*What is expected*:
Please transcribe, word for word, the line containing "search: large glass window" and every line after it through the end of the records below, and nothing else.

*Records from a data collection*:
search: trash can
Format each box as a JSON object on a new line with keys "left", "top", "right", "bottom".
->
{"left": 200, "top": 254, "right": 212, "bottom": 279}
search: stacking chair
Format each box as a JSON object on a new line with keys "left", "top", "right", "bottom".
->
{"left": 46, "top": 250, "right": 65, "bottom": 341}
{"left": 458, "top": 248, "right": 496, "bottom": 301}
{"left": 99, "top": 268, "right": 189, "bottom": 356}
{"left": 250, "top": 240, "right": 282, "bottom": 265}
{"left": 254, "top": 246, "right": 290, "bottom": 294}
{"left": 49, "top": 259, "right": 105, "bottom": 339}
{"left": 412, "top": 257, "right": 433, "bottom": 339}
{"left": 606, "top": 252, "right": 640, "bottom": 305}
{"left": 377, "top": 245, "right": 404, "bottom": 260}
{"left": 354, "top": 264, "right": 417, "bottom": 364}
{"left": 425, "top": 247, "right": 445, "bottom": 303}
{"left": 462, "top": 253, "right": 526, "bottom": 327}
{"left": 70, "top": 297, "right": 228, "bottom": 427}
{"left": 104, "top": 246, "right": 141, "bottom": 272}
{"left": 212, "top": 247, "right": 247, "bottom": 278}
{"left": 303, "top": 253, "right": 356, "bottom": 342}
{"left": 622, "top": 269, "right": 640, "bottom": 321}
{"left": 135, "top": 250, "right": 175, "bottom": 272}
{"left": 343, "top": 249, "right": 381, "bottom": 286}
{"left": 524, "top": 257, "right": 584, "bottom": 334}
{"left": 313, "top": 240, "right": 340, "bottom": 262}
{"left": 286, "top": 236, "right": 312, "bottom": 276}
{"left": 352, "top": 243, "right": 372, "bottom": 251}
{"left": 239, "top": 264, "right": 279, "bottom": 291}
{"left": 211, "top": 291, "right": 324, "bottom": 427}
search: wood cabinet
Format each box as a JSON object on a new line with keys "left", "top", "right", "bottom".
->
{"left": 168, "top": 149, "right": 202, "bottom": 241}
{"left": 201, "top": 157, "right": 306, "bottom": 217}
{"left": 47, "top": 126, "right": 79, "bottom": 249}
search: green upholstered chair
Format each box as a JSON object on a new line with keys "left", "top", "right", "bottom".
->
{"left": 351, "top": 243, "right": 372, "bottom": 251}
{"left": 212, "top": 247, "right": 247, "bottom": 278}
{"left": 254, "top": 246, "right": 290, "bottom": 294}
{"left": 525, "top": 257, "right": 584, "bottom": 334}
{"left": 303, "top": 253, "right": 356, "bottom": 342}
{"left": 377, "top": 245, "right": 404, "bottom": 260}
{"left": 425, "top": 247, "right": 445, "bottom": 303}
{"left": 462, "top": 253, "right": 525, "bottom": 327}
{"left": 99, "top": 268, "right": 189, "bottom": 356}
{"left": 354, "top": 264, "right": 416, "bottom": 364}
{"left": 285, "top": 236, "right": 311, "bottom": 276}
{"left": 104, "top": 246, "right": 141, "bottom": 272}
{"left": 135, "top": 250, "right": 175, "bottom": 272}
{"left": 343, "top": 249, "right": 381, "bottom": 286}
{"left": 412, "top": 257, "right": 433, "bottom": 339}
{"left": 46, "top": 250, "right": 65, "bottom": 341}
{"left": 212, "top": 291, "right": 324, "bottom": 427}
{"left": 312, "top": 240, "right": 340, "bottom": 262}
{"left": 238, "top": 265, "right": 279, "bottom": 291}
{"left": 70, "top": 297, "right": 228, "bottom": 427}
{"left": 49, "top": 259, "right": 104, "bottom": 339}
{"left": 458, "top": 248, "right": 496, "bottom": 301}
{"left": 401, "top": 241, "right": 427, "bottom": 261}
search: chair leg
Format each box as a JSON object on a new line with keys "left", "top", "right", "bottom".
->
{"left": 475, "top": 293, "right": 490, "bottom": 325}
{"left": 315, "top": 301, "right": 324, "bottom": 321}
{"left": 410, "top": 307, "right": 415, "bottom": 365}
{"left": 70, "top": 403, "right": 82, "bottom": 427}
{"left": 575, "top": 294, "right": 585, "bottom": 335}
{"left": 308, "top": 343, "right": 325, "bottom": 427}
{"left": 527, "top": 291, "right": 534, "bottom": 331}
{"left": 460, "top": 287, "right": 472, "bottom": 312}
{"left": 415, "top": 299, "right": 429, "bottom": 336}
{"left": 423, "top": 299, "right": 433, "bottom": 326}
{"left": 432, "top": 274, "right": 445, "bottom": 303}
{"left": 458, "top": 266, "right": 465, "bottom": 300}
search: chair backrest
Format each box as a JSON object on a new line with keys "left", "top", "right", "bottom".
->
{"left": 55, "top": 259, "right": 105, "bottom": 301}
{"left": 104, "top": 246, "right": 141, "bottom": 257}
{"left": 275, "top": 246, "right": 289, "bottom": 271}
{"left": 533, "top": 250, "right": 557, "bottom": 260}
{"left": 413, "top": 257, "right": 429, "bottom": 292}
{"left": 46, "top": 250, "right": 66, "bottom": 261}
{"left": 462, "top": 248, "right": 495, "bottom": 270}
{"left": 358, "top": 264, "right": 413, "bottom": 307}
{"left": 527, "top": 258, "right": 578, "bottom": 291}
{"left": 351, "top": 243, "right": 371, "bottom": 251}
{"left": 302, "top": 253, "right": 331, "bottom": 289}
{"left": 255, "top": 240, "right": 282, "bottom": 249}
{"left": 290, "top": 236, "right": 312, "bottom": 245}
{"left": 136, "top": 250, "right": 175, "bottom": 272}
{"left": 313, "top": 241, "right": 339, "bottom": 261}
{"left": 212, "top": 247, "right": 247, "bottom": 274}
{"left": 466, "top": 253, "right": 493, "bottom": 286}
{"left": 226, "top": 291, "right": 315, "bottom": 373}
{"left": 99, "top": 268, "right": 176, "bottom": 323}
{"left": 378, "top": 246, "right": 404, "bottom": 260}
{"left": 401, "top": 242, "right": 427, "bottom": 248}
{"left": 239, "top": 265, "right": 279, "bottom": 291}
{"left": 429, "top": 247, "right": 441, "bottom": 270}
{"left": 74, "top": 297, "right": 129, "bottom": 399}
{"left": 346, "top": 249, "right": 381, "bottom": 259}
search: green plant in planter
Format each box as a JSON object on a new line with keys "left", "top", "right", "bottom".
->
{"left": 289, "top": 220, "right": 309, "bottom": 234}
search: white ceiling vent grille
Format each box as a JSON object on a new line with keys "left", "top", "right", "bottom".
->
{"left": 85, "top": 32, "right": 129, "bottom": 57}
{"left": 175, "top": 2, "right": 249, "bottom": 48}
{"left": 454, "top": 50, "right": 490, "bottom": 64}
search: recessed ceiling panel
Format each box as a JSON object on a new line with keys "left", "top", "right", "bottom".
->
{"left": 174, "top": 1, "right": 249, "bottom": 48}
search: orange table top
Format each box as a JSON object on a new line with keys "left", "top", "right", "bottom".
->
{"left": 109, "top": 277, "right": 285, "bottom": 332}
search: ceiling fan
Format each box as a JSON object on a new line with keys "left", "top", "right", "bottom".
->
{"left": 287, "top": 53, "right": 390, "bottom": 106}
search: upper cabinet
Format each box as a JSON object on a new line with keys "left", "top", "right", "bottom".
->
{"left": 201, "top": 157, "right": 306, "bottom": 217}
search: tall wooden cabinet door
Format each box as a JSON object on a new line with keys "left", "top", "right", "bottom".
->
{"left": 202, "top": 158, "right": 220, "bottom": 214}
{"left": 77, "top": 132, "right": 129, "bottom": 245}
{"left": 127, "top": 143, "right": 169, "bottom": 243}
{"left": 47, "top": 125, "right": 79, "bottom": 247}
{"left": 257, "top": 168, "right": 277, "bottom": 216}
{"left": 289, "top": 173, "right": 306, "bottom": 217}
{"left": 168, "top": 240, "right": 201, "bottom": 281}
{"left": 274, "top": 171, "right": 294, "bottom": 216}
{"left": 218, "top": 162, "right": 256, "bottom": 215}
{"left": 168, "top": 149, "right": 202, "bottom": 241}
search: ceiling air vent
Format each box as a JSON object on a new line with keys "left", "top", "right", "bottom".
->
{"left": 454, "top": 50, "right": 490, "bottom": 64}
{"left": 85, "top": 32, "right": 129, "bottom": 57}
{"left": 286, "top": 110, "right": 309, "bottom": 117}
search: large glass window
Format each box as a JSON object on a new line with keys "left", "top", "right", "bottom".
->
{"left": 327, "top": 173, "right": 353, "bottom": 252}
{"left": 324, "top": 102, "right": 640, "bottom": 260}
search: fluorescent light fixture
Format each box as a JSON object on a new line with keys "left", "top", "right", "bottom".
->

*Written reply*:
search: large glass window
Format each box as a JSON object on a new line with keys "left", "top", "right", "bottom".
->
{"left": 327, "top": 173, "right": 353, "bottom": 252}
{"left": 324, "top": 102, "right": 640, "bottom": 260}
search: fluorescent light fixture
Format each box as a JSON object on a new line with keys "left", "top", "right", "bottom".
->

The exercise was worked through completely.